Problem description:
Find the line containing "the thumb, reporting" in the entries below. Reproduce that line and each one after it to the end, exactly, with no other lines.

Top of Source material

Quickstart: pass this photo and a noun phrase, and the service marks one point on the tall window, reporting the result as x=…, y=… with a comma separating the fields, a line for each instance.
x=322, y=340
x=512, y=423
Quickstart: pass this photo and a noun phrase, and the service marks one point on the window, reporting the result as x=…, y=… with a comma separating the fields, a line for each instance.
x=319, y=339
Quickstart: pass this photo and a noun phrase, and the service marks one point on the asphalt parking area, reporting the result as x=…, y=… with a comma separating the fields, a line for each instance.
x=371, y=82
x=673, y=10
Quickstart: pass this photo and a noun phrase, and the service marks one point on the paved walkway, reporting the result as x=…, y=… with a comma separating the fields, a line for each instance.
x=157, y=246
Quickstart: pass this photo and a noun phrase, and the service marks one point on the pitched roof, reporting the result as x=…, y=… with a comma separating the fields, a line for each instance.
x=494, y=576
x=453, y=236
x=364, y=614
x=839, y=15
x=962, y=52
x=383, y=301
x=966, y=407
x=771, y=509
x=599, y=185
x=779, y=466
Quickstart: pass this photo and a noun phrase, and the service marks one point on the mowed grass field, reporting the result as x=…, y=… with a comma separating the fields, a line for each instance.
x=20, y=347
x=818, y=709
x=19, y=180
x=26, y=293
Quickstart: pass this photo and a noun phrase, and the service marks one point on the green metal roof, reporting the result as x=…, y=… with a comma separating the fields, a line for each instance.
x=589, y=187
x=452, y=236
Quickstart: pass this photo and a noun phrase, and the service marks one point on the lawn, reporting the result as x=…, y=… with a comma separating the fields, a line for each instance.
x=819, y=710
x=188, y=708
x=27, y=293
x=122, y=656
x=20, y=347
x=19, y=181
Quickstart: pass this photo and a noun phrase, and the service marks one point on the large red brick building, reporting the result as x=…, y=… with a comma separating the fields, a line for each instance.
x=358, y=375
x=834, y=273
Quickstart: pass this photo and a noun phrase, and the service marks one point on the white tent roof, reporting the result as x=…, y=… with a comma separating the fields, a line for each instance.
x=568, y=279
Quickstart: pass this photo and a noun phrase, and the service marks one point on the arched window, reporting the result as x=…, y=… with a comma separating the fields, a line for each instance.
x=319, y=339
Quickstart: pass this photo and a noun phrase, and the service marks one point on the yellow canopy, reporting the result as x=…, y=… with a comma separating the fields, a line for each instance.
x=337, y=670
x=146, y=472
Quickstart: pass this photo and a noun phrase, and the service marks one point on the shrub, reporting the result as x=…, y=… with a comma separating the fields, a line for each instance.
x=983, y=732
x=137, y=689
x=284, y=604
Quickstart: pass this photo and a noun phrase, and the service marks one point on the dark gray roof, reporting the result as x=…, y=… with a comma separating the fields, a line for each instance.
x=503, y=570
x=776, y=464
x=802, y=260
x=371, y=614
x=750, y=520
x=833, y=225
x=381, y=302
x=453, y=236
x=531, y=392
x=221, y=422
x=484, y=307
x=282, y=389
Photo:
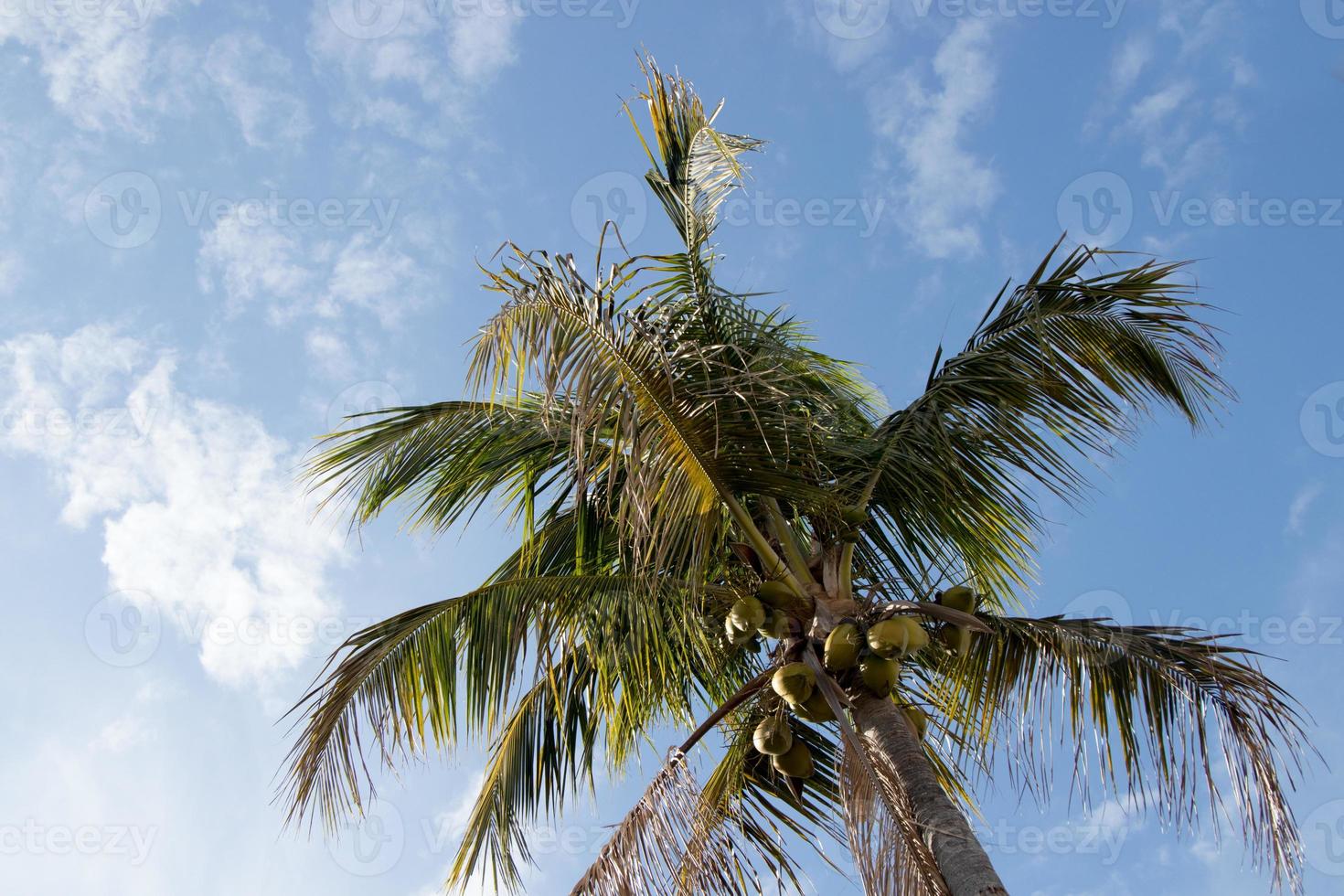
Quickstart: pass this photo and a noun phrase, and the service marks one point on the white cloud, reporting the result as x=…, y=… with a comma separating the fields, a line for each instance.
x=418, y=80
x=944, y=188
x=200, y=516
x=372, y=274
x=260, y=261
x=11, y=272
x=300, y=272
x=102, y=65
x=480, y=43
x=1181, y=111
x=248, y=74
x=1301, y=506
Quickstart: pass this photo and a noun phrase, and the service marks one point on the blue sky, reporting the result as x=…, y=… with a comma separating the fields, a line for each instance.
x=226, y=223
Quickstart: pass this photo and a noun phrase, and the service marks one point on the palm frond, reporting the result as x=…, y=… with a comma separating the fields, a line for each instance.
x=1148, y=701
x=408, y=678
x=1057, y=371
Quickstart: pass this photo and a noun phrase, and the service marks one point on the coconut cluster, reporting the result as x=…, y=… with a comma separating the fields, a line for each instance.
x=863, y=658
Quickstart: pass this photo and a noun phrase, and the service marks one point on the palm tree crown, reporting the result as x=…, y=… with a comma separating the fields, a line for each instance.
x=723, y=528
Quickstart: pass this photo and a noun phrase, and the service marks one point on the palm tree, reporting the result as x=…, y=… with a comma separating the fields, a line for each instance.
x=684, y=469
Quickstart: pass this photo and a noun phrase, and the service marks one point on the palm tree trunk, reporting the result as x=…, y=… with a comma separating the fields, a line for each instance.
x=963, y=860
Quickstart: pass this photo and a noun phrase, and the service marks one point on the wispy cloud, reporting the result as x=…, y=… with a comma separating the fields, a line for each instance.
x=202, y=523
x=251, y=78
x=418, y=80
x=106, y=66
x=944, y=187
x=1301, y=506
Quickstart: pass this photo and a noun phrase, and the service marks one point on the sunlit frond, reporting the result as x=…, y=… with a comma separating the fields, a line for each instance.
x=1055, y=374
x=1143, y=706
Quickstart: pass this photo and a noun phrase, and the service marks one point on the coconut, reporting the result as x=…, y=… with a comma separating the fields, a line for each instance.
x=794, y=681
x=797, y=762
x=958, y=598
x=775, y=624
x=897, y=637
x=748, y=613
x=774, y=592
x=918, y=720
x=816, y=709
x=843, y=645
x=880, y=675
x=773, y=736
x=957, y=640
x=915, y=637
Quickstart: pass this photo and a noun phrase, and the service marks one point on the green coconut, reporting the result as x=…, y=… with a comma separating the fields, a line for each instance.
x=797, y=762
x=774, y=592
x=816, y=709
x=794, y=681
x=735, y=635
x=843, y=644
x=773, y=736
x=746, y=614
x=958, y=598
x=957, y=638
x=880, y=675
x=897, y=637
x=918, y=720
x=775, y=624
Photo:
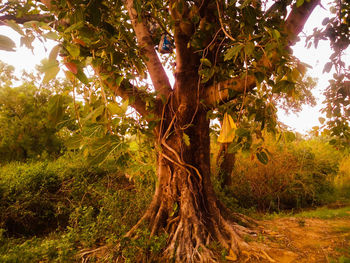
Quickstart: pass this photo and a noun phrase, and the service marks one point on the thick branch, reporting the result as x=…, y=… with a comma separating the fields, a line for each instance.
x=155, y=68
x=293, y=26
x=219, y=92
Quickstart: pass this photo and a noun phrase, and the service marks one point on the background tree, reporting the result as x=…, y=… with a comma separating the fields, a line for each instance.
x=231, y=56
x=337, y=94
x=28, y=118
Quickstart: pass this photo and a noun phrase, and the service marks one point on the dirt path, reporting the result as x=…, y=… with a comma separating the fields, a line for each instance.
x=299, y=240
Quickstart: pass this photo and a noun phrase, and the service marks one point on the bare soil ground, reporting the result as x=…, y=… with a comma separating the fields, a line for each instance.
x=303, y=240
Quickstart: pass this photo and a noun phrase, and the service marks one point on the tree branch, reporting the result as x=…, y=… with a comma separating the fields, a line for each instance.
x=155, y=68
x=293, y=26
x=219, y=92
x=27, y=18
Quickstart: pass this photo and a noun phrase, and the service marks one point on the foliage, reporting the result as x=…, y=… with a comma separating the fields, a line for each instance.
x=28, y=128
x=342, y=180
x=299, y=174
x=67, y=207
x=337, y=102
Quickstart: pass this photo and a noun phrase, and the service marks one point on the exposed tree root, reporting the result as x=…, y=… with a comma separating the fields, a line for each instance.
x=192, y=231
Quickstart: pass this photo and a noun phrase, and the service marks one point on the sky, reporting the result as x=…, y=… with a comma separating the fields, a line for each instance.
x=25, y=59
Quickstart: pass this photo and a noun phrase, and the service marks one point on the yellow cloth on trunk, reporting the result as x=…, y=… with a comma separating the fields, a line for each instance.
x=227, y=133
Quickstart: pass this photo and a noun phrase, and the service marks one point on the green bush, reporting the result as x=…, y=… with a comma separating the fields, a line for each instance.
x=298, y=174
x=59, y=211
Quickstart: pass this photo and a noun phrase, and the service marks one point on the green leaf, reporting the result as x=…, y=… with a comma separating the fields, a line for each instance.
x=276, y=34
x=186, y=139
x=15, y=26
x=233, y=52
x=95, y=113
x=300, y=3
x=262, y=157
x=321, y=120
x=51, y=35
x=206, y=62
x=82, y=77
x=115, y=109
x=6, y=43
x=50, y=67
x=74, y=27
x=55, y=108
x=73, y=50
x=259, y=76
x=327, y=67
x=242, y=132
x=54, y=52
x=249, y=48
x=134, y=146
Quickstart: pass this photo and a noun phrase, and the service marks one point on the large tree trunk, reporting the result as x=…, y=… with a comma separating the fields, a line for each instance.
x=184, y=204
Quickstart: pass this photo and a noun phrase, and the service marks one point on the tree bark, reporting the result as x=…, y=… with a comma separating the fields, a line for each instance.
x=185, y=205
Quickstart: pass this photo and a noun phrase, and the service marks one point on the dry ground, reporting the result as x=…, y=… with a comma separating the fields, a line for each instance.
x=303, y=240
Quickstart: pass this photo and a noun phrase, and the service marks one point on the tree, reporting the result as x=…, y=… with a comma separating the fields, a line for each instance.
x=228, y=55
x=337, y=94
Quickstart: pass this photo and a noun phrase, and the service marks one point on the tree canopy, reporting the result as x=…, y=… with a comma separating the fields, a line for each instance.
x=226, y=57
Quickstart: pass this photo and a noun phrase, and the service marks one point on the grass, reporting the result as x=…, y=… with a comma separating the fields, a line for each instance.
x=326, y=213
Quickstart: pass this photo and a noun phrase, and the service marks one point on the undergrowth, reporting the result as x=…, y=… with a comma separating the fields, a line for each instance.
x=66, y=210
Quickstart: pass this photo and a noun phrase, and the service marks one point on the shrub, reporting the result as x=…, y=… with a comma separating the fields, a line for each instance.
x=298, y=174
x=64, y=207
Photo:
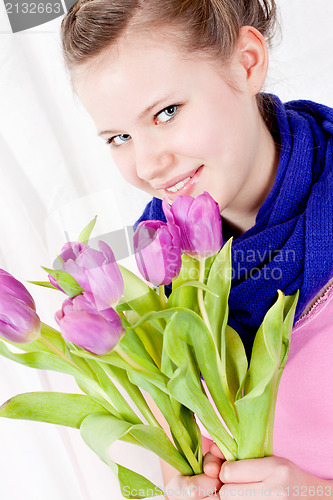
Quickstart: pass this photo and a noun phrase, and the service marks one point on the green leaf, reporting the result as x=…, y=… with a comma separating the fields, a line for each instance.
x=236, y=361
x=185, y=296
x=99, y=431
x=41, y=360
x=192, y=329
x=290, y=303
x=186, y=386
x=52, y=407
x=66, y=282
x=86, y=232
x=132, y=390
x=254, y=408
x=45, y=284
x=114, y=396
x=216, y=303
x=150, y=371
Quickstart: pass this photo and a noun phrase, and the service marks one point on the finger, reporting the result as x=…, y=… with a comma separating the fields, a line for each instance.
x=248, y=471
x=215, y=450
x=202, y=486
x=193, y=487
x=237, y=490
x=212, y=465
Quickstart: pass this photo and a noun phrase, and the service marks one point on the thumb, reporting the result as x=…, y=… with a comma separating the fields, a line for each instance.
x=212, y=465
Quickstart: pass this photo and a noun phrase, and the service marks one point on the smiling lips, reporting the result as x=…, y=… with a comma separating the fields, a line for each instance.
x=184, y=187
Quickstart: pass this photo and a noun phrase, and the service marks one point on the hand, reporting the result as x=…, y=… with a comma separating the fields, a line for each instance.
x=206, y=485
x=271, y=477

Bottom of Source material

Answer below:
Quickstart: pass this photo and a noun phrase, and the service marks one point on the thumb, reporting the result as x=…, y=… with a comma separating the fields, a line for each instance.
x=212, y=465
Quickstart: pass this photo and a noun phrase, and the service marks one point on the smiling lips, reporting the result as x=…, y=… with a comma separating the fields, a line for each instance.
x=184, y=187
Quickstart: pass this photo and a noun phrase, and the service marks one point on the hand, reporting the result as x=…, y=… with a comma separating the fields, a line for each instance.
x=206, y=485
x=271, y=477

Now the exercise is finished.